Excerpts from a point labeling dataset:

....................

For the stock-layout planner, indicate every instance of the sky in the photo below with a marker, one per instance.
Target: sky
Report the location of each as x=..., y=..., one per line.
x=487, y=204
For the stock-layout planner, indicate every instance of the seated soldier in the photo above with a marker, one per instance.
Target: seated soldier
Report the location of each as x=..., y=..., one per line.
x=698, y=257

....................

WRITTEN PROBLEM:
Starting at the beginning of the records and ending at the line containing "x=487, y=204", put each record into a two-column CSV with the headers text and answer. Use one row per record, enclose every field in quotation marks, and replace line breaks with spaces.

FINISHED EXERCISE:
text,answer
"For the stock-layout planner, indicate every instance of the sky in the photo below with a marker, one per instance. Target: sky Report the location of each as x=..., y=..., one per line.","x=487, y=204"